» **Information given**

■ ■ ■

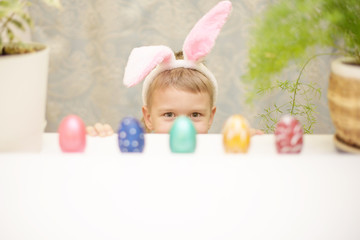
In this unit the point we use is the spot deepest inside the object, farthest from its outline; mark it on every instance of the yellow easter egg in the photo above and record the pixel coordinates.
(236, 134)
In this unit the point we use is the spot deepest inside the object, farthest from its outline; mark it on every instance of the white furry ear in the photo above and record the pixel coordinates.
(143, 60)
(201, 38)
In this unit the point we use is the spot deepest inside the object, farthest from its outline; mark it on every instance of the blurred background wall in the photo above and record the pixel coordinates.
(90, 42)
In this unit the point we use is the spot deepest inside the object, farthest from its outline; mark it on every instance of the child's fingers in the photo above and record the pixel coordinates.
(90, 130)
(100, 130)
(256, 132)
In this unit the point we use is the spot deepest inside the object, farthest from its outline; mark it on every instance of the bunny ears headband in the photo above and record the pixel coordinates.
(145, 63)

■ ■ ■

» **Problem**
Reproduce each entry exactly as given; no pictures, please.

» **Task result**
In this unit the point we use is the spot deepest inside the object, farthest from its outline; mark it on every instance of the yellow easter egg in the photo above and record the pixel coordinates.
(236, 134)
In this unit the point we use is the spot deepest inside the object, farthest from its outline; mark it on every instance of the white furry ear in the photo above and record the pixel coordinates.
(143, 60)
(201, 38)
In this unit the point we use is the spot deepest inside the object, farthest from its outline; mark it on every instance of the blurred background wall in the photo above and record the pixel coordinates.
(90, 42)
In this unit the point we use is the spot deepest inside the object, farthest from its outline; mark it on every instance of the child's fingers in the photo above and record the pixel coordinates.
(90, 130)
(100, 130)
(256, 132)
In this unit the point we use is the spot deepest inside the object, farthest from its outline; mark it on every instance of the bunny ears headband in the photo above and record the pixel coordinates.
(145, 63)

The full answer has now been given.